Segmentation data:
——

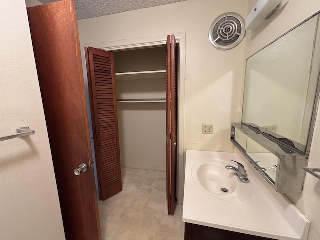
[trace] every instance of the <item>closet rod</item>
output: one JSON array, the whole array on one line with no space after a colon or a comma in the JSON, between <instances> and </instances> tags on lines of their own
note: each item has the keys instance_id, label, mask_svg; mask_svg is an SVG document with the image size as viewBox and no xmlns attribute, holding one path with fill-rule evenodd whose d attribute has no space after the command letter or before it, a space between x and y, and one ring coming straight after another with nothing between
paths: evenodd
<instances>
[{"instance_id":1,"label":"closet rod","mask_svg":"<svg viewBox=\"0 0 320 240\"><path fill-rule=\"evenodd\" d=\"M16 134L10 136L2 136L0 138L0 142L9 140L10 139L21 138L22 136L28 136L29 135L34 135L36 134L34 130L31 130L28 126L19 128L16 128Z\"/></svg>"},{"instance_id":2,"label":"closet rod","mask_svg":"<svg viewBox=\"0 0 320 240\"><path fill-rule=\"evenodd\" d=\"M119 102L166 102L166 98L117 99Z\"/></svg>"}]
</instances>

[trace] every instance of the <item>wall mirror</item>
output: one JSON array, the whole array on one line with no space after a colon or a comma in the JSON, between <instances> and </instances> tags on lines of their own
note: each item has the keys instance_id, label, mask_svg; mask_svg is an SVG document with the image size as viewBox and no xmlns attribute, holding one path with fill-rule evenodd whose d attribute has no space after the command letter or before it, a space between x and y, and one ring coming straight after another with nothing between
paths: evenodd
<instances>
[{"instance_id":1,"label":"wall mirror","mask_svg":"<svg viewBox=\"0 0 320 240\"><path fill-rule=\"evenodd\" d=\"M247 60L242 124L308 156L318 96L319 14Z\"/></svg>"}]
</instances>

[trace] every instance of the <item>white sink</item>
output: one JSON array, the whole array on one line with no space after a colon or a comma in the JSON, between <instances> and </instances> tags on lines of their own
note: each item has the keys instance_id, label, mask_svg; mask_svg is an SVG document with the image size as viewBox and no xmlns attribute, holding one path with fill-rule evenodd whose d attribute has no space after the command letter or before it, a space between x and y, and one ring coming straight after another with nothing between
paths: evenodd
<instances>
[{"instance_id":1,"label":"white sink","mask_svg":"<svg viewBox=\"0 0 320 240\"><path fill-rule=\"evenodd\" d=\"M200 188L214 198L230 202L246 200L252 194L252 184L240 182L234 171L226 168L228 165L238 168L231 162L200 160L192 167L192 179Z\"/></svg>"},{"instance_id":2,"label":"white sink","mask_svg":"<svg viewBox=\"0 0 320 240\"><path fill-rule=\"evenodd\" d=\"M225 168L235 160L249 184ZM182 219L185 222L278 240L306 240L310 221L272 188L240 152L187 150ZM224 194L221 188L229 192Z\"/></svg>"}]
</instances>

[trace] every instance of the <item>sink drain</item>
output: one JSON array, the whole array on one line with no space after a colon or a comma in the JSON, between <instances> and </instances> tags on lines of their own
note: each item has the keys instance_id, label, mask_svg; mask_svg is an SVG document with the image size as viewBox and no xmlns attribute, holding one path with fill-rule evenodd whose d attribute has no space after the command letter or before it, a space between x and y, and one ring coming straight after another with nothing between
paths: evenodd
<instances>
[{"instance_id":1,"label":"sink drain","mask_svg":"<svg viewBox=\"0 0 320 240\"><path fill-rule=\"evenodd\" d=\"M220 188L220 190L224 192L225 194L226 194L227 192L229 192L229 190L228 190L228 188Z\"/></svg>"}]
</instances>

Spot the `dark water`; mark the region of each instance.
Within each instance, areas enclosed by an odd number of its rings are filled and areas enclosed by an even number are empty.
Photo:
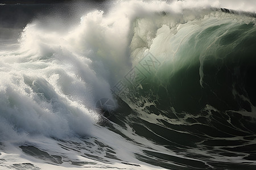
[[[253,13],[144,10],[119,32],[96,12],[67,33],[43,19],[54,5],[21,6],[0,6],[41,14],[1,22],[0,167],[255,168]]]

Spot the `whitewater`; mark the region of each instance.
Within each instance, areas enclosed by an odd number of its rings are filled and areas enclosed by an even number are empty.
[[[0,25],[0,169],[255,168],[255,1],[103,6]]]

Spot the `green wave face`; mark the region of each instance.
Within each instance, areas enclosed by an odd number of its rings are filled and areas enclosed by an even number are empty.
[[[179,113],[197,113],[207,105],[251,112],[256,104],[253,19],[214,12],[172,27],[167,15],[158,16],[162,23],[154,29],[144,26],[152,18],[135,20],[135,64],[125,76],[130,90],[123,99],[150,99],[156,108]],[[147,48],[150,53],[139,57]],[[129,74],[133,79],[127,81]]]

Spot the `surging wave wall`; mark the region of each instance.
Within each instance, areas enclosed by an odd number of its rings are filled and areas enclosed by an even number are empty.
[[[220,5],[118,1],[67,31],[28,23],[0,51],[1,166],[255,167],[254,11]]]

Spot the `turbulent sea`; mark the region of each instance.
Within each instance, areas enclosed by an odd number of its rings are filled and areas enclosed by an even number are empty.
[[[255,4],[167,1],[0,6],[0,169],[256,168]]]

——

→ STATED EXERCISE: Rewrite the entries from the line containing "[trace] every instance of the <item>sink" through the end of the entries, replacing "Spot" with "Find" and changing nothing else. Leave the picture out of your answer.

→ FINAL RESULT:
[trace] every instance of the <item>sink drain</item>
output: one JSON array, the whole array on one line with no space after a colon or a comma in the JSON, between <instances> and </instances> tags on lines of their own
note: each item has the keys instance_id, label, mask_svg; mask_svg is an SVG document with the image size as viewBox and no xmlns attribute, holding one path with fill-rule evenodd whose d attribute has no space after the command letter or before it, a space between x and y, and one ring coming straight after another with nothing between
paths: evenodd
<instances>
[{"instance_id":1,"label":"sink drain","mask_svg":"<svg viewBox=\"0 0 320 240\"><path fill-rule=\"evenodd\" d=\"M220 188L220 190L224 192L225 194L226 194L227 192L229 192L229 190L228 190L228 188Z\"/></svg>"}]
</instances>

Find the `dark water`; mark the region of each instance.
Within each instance, areas enclosed by an odd number of its rings are filled and areas enclosed by an even number are empty.
Photo:
[[[253,13],[144,10],[119,32],[96,12],[67,33],[43,19],[54,5],[21,6],[0,6],[41,14],[1,22],[0,167],[255,168]]]

Find the `whitewater`; mark the region of each instance.
Within each instance, areas enclosed by an odd number of its rings are filled and areas enclosed by an even number are empty.
[[[0,25],[0,169],[255,168],[255,1],[103,6]]]

Find the `green wave face`; mark the region of each instance.
Within each instance, areas enclosed by an odd number of its rings are filled and areas enclosed by an even number are empty.
[[[179,113],[197,113],[207,105],[251,112],[256,104],[253,19],[214,12],[172,27],[167,15],[158,16],[162,23],[154,29],[144,26],[152,18],[135,20],[135,64],[125,76],[130,90],[123,99],[150,99],[156,108]],[[147,48],[150,53],[139,57]],[[129,74],[133,79],[127,81]]]

Find the `surging wave wall`; mark the region of each instance.
Within each instance, areas enclosed by an odd number of its rings are filled and areas enclosed by an even number are empty.
[[[220,5],[118,1],[67,31],[28,23],[0,51],[1,166],[255,167],[254,11]]]

Find the `turbulent sea`; mark the region of each instance.
Within each instance, areas enclosed by an odd number of its rings are filled and areas enclosed by an even number are empty.
[[[255,4],[167,1],[0,6],[0,169],[256,168]]]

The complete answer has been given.